EXERCISE DIRECTIONS:
Pictures stay out of your copy, but everything else in the records below must be repeated exactly.

--- begin DATASET RECORDS ---

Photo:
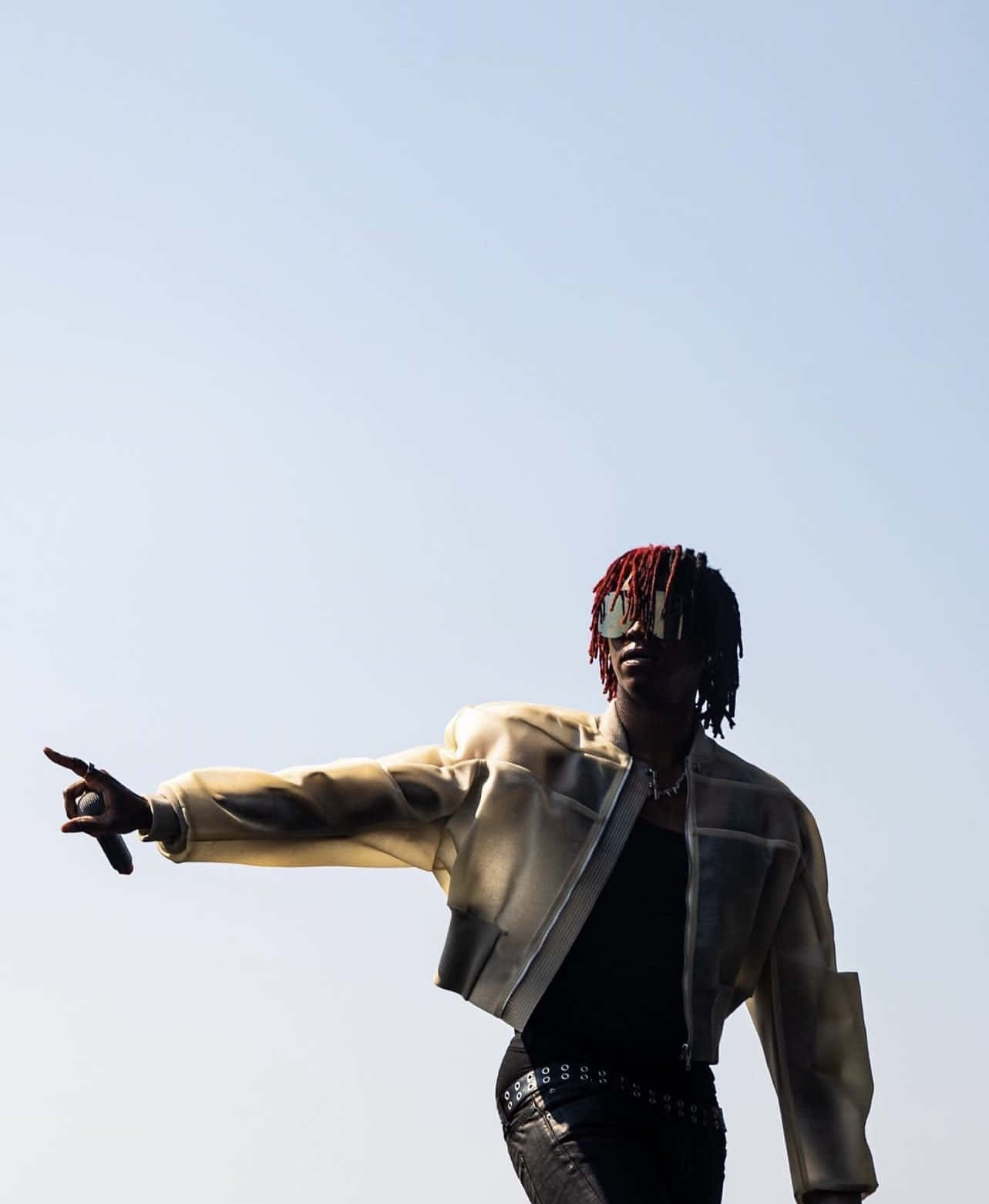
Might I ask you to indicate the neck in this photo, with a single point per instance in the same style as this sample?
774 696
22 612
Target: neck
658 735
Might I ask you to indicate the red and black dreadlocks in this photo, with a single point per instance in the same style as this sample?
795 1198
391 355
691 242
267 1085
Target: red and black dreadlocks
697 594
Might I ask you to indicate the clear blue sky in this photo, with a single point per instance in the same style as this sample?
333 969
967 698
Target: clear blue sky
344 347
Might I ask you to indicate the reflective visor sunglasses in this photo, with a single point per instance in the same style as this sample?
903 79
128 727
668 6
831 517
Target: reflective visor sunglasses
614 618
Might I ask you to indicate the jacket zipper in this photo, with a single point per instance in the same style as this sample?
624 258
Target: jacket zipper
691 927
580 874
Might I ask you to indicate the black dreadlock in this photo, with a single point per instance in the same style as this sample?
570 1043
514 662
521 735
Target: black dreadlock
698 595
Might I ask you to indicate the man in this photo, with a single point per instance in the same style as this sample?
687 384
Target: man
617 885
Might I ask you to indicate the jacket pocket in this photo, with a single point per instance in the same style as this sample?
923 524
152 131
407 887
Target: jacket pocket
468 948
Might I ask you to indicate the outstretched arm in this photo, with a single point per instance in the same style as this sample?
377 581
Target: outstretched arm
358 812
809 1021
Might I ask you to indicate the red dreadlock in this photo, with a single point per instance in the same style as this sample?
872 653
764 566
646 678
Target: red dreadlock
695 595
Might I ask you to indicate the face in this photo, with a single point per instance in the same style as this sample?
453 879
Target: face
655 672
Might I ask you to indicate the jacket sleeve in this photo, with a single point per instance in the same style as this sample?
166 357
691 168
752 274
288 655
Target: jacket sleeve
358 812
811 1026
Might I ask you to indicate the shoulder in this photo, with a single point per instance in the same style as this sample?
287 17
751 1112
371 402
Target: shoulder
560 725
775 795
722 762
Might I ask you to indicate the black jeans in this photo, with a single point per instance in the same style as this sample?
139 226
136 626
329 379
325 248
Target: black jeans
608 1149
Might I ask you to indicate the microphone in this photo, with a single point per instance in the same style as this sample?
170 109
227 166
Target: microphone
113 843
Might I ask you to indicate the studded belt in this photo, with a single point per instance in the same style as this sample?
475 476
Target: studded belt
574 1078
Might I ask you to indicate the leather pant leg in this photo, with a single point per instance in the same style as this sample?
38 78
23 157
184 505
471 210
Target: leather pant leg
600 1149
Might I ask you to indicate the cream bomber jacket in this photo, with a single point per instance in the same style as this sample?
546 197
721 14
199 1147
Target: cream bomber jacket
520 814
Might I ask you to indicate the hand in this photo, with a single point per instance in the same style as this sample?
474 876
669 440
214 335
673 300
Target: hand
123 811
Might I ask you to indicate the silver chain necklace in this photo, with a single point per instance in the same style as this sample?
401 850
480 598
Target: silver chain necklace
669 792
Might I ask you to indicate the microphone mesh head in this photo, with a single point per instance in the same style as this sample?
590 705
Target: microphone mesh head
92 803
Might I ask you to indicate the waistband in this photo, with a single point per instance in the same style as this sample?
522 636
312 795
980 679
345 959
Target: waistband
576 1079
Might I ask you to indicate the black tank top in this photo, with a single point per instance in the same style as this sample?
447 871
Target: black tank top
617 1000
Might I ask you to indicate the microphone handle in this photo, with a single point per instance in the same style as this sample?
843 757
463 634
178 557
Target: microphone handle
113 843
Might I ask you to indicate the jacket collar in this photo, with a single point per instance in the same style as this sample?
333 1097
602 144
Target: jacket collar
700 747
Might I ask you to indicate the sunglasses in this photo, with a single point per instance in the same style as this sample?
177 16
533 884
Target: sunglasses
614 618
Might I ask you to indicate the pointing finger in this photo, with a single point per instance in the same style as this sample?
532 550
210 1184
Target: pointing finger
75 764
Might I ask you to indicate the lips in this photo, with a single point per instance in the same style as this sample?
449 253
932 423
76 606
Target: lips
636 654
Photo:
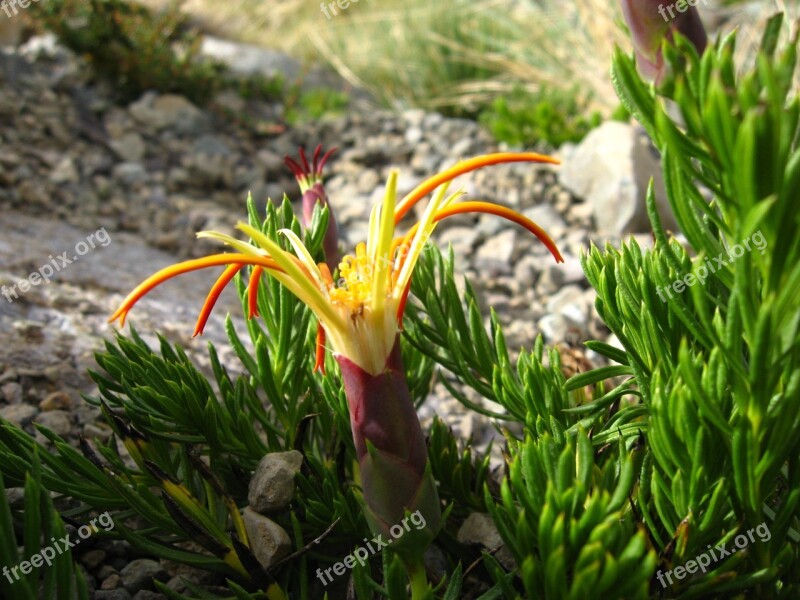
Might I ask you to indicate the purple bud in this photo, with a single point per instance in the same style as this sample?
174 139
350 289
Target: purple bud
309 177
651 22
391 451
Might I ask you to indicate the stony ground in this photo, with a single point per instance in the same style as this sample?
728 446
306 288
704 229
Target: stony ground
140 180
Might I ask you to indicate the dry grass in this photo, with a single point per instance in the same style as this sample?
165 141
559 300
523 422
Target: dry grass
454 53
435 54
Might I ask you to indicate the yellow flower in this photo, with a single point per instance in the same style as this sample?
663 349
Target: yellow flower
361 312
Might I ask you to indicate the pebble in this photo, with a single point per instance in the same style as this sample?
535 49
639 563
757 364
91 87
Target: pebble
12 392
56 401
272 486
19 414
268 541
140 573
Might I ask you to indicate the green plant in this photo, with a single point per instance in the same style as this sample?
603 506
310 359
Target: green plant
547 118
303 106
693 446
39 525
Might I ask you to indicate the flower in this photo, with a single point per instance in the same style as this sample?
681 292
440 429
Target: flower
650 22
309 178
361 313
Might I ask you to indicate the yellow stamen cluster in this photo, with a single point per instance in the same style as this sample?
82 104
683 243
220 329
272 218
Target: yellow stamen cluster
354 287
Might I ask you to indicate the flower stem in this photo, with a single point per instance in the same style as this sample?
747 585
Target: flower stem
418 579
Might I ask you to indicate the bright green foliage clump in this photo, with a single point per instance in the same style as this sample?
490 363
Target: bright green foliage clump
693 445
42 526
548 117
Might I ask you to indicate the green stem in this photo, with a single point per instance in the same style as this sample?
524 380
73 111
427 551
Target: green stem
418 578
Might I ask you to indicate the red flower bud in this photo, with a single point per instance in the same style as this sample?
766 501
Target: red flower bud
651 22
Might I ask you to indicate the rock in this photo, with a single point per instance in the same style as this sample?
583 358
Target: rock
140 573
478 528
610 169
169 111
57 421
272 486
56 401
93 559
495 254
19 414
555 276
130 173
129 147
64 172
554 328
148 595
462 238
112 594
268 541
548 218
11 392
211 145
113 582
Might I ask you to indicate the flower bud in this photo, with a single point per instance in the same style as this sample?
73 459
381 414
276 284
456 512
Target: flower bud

--- end DATASET RECORDS ---

RESPONSE TO THE EXERCISE:
Photo:
Might I ask you to indicate the neck in this photo, with a single point per instance in the same style as this sample?
774 696
22 612
Target: neck
658 735
Might I ask you to indicate the red and black dreadlocks in this photo, with a single point per instance in the same style as this sample?
795 1198
391 355
691 242
267 1085
Target: red and black dreadlocks
697 594
Might I ask you to indicate the clear blue sky in this photo, with a single point per instance in the same style as this sample?
333 969
967 698
Target: clear blue sky
344 347
Might I ask you to indicate the reflective visor sunglasses in this photo, with a single point per instance in the same style as this sample?
903 79
128 727
668 6
831 517
Target: reflective visor sunglasses
614 618
Might I ask you to indicate the jacket zipper in this photo, with a single point per instance in the same style as this sample?
624 258
Target: jacket zipper
691 927
580 874
Might I ask you to indicate the black dreadlock in this photo, with a single point per instance in the same style as this sample?
570 1043
514 662
521 735
Target: black dreadlock
698 595
Might I ask you to indicate the man in this photo, with a single point per instance in the same style as this sample?
687 384
Target: man
617 885
Might I ask you to indicate the jacket pocket in this photo, with a single point per instance in the same style as this sample?
923 524
152 131
407 887
Target: jacket pocket
468 948
Might I ask you to indicate the outstretched arm in this photo, with a single point per instance in the same style as this sample?
377 581
Target: outstretched arm
358 812
809 1021
Might I ask you to indicate the red dreadlock in this photo, with a single point per instance in the same style as this sample?
872 653
764 566
646 678
Target: red dreadlock
695 595
Might I ask you to indicate the face in this photo, with a single point per instance in the same style as this sample?
453 879
Target: face
655 672
Might I ask you to indicate the jacket sleeve in this photo, with a single point per instance in the same style as this sample?
166 357
691 168
752 274
288 655
Target: jacket sleeve
358 812
811 1026
Might I ask you to indicate the shoulder in this photo, with a single point per instance in the same style as this sample?
287 17
751 1112
371 402
Target: shoulder
560 725
775 795
722 762
Might I ask you to indicate the black jeans in this photo, with a single point per instance in the same style as this sample?
139 226
136 626
329 379
325 248
Target: black jeans
608 1149
Might I ask you to indicate the microphone in this photo, with a single point per instance in the same style as this sample?
170 109
227 166
Target: microphone
113 843
Might I ask you to indicate the studded belt in this photo, with a single point per instance in the same style as this sample?
475 476
Target: studded belt
574 1078
Might I ask you to indicate the leather pant leg in this photo, with a single point per instance in the same style as this sample?
38 78
23 157
184 505
471 210
Target: leather pant leg
600 1149
Might I ask you to indicate the cream bomber jacket in this photo, with a single point per instance in the same style as this sample?
546 197
721 14
199 1147
Target: cream bomber jacket
520 814
Might I ask you to indicate the hand in this photo, with a single point per instance in the same style as this sample?
474 876
669 440
214 335
673 300
Target: hand
123 811
Might I ask you to indicate the silver chain necklace in this photo, with a single point per instance in the same style as this sample?
401 850
480 598
Target: silver chain necklace
669 792
Might I ask you to indicate the microphone mesh head in this photo, with a single point per instance in the same style as this sample?
590 705
Target: microphone mesh head
92 803
Might I ask you to indicate the waistband in this photo, with a single point per instance in the same style as this sample?
522 636
312 795
980 679
345 959
Target: waistband
576 1079
Might I ask you to indicate the black tank top in this photo, with a single point per instance in the same style as this sample?
447 871
Target: black tank top
617 1000
Might I ask you to indicate the microphone handle in this photo, with a single point per instance in the same style as this sample?
843 757
463 634
178 557
Target: microphone handle
113 843
Might I ask you to indicate the jacket collar in this photo, with a single point per instance in the same style as this sample?
333 1097
602 144
Target: jacket collar
700 747
Might I ask you to indicate the sunglasses in this photo, with a single point per instance in the same style as this sample?
177 16
533 884
Target: sunglasses
614 618
Might I ask you to indicate the pointing finger in this photo, with a single point per instance in the same style as this sample?
532 550
210 1184
Target: pointing finger
75 764
Might I ask you to indicate the lips in this photo, with a single point per instance in the same style as this sample?
449 253
932 423
76 606
Target: lips
636 654
Photo:
Might I ask you to indicate the purple bud in this photo, with a single point per instance in the same style as this sample?
174 139
350 289
Target: purple bud
309 177
651 22
391 451
Might I ask you to indicate the stony ground in this photo, with a single point per instance in the same style as this sample?
728 446
306 288
704 229
Target: stony ground
140 180
Might I ask you to indicate the dry grass in this photo, with a single point per instance in the same style as this sample?
165 141
559 300
523 422
Target: dry grass
454 53
435 54
Might I ask you to indicate the yellow flower in this photo, with a single point per instance in the same style as this sample?
663 349
Target: yellow flower
361 312
Might I ask you to indicate the pebble in this photo, with a single point per instance in the same style as this sample?
535 49
639 563
757 364
91 87
Target: pebble
12 392
56 401
272 486
19 414
268 541
140 573
Might I ask you to indicate the green plant in this photo, with a single point per instance in the same style as this sample?
603 506
310 359
Target: green plant
547 118
303 106
693 446
39 525
Might I ask you to indicate the flower in this photo, with a single point per instance in the same style as this sample?
681 292
440 429
Target: flower
650 22
309 178
361 313
Might I ask you to indicate the yellow stamen cluster in this photo, with a single point per instance in the same style as this sample?
82 104
683 243
220 329
272 218
Target: yellow stamen cluster
354 287
Might I ask you to indicate the flower stem in this photo, with a single point per instance in the same style as this sample?
747 585
Target: flower stem
418 579
Might I ask you to indicate the bright green foliage clump in this photo, with a single point per instance in the same style as this sample?
490 363
Target: bright green foliage clump
693 445
42 526
548 117
Might I ask you to indicate the green stem in this photo, with a single point per instance in the same style as this sample?
524 380
73 111
427 551
Target: green stem
418 578
Might I ask you to indicate the red flower bud in this photo, with a single point per instance in the same style as this sample?
766 501
Target: red flower bud
651 22
Might I ask you to indicate the rock in this photo, with a single point per instance in the same style as this sample?
583 358
Target: rock
140 573
478 528
610 169
169 111
57 421
272 486
56 401
93 559
495 254
19 414
555 276
130 173
129 147
64 172
554 328
148 595
462 238
112 594
268 541
548 218
11 392
211 145
113 582
Might I ask you to indicate the flower bud in this photo, with a single point per instance in the same style as this sample?
73 459
381 414
276 284
456 512
Target: flower bud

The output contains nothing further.